* Verilen metin:
↓

Anadolu’da Mücevher Sanatı

Anadolu mücevher sanatı, tam dört bin yıllık bir tarihten geliyor. Dünyada bir eşi daha görülmeyen bu sanat, Anadolu uygarlıklarının özünden doğmuş. Sınırsız biçimler yaratmış. Güzellik, renk, ışık üretmiş. Yaratılan her biçim, aynı zamanda bir fikir olmuş. Anadolu’nun eski kuyumcuları, fikirleri, felsefeleri ve hayalleri mücevhere dönüştürmüşler. Mücevher ölümsüzlüğün de bir biçimi olmuş. Alacahöyüklü usta, prensesler için yaptığı taca her baktığında yeniden doğmuş.

Güneş, buğday, arpa ve yulaf ekili geniş ovayı bir yangın kızılı rengine büründürerek yavaşça batıyordu. Sabahtan beri havaya bembeyaz pamukçuklar saçan kavak ağaçlarının gölgeleri uzamıştı. Oraklarını omuzlarına atmış yorgun erkekler tarladan dönüyor, suları genellikle kızıl renkte aktığı için halkın ‘’Kızılırmak’’ diye isimlendirdiği suyun kenarında sabahtan beri otlamış olan ipek tüylü keçiler, boyunlarındaki çıngırakları öttürerek, ahırlarına dönüyordu. Batmakta olan güneşin kızıl ışıkları, şehrin bitişik evlerini son bir kez daha kor kırmızı ışıklarla yıkarken, Prenses Tudu-Hepa aynanın karşısına geçti. Doğup büyüdüğü Lawazantiya şehrinden on beş yaşına bastığı birkaç ay önce çıkmış ve evlendiği Kral Teşup’un şehri olan Tarhuntaşşa’daki bu saraya yerleşmişti. Mısır keteninden dikilmiş bembeyaz elbisesi içinde, esmer ince gövdesi, beline kadar inen kuzguni siyah saçları, havaya kalkık burnu ve çetrefil kirpikli koyu renk gözleriyle pek güzel, pek alımlıydı. Görür görmez  kendisine Mısırca ‘’Maa’at Hor-Neferure’’ yani ‘’Başakların Kraliçesi’’ adını takmış olan Mısırlı elçilere bu gece verilecek resmi devlet ziyafetinde göz  kamaştırması gerektiğini biliyordu.

↑

* Kısa problem:
Anadolu’daki mücevher sanatını anlatan metinden alınan “Anadolu’nun eski kuyumcuları, fikirleri, felsefeleri ve hayalleri mücevhere dönüştürmüşler.” cümlesini İngilizceye çevirin.

* Kayıt alıntıları:
↓

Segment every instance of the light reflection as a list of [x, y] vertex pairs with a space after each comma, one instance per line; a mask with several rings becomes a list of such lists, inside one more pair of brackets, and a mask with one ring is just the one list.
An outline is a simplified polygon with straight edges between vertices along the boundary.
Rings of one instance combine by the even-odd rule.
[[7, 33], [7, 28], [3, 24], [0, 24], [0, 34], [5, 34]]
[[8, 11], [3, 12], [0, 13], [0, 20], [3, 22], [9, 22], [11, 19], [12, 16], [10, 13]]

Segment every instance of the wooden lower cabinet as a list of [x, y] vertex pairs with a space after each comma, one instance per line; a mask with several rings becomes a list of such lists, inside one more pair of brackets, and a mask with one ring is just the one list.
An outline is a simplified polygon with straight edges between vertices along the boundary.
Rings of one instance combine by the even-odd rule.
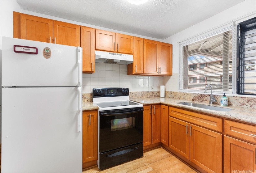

↑

* Görevin sonucu:
The ancient goldsmiths of Anatolia turned ideas, philosophies, and dreams into jewelry.